"""

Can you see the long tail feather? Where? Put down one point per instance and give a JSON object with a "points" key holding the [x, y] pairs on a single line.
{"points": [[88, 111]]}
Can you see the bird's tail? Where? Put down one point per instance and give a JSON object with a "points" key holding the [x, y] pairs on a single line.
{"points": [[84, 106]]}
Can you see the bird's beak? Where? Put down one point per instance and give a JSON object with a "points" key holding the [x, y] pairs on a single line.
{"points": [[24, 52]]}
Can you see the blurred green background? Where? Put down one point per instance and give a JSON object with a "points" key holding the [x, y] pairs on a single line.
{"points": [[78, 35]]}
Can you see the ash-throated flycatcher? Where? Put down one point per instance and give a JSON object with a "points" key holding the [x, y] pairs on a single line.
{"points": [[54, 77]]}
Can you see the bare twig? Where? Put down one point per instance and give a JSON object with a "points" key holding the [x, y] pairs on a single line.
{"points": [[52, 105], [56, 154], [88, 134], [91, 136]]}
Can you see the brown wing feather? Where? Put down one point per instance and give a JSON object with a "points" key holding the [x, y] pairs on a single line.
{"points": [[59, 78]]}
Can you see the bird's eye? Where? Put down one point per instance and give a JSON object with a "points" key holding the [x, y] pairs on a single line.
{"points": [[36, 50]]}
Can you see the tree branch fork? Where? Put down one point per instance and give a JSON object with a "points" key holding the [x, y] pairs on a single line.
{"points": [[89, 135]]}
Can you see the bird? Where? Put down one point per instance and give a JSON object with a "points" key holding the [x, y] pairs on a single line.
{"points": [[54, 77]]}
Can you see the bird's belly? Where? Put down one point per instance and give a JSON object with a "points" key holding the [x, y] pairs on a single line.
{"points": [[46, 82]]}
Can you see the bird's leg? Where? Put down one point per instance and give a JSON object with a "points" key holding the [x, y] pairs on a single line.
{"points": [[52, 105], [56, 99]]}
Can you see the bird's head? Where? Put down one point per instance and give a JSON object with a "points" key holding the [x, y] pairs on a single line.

"""

## SHORT TASK
Could you restate only the lines from the one containing "Can you see the tree" through the last line above, both ends included, copying the requests unchanged and adding 12 to every point coordinate in the answers?

## COMPLETE RESPONSE
Can you see the tree branch fork? Where? Put down one point per instance and give a JSON object with a "points" key holding the [x, y] pairs on a single line.
{"points": [[101, 147]]}
Can you see the bird? Where? Put down one point per instance and give a JSON object with a "points" key holding the [x, y] pairs on a single line.
{"points": [[66, 89]]}
Can you see the bird's belly? Where? Put down one point per instance and give a JSON object with a "points" key holding the [x, y] pairs on a single line.
{"points": [[58, 94]]}
Can you see the bird's leg? Where? Put down one point per instance and give a JSON object with a "points" key holding the [x, y] pairs on a single line.
{"points": [[64, 117], [68, 111]]}
Can you see the bird's head? Where? Put down one point per instance and give a JSON object with a "points" key holding the [x, y] pairs on a single line.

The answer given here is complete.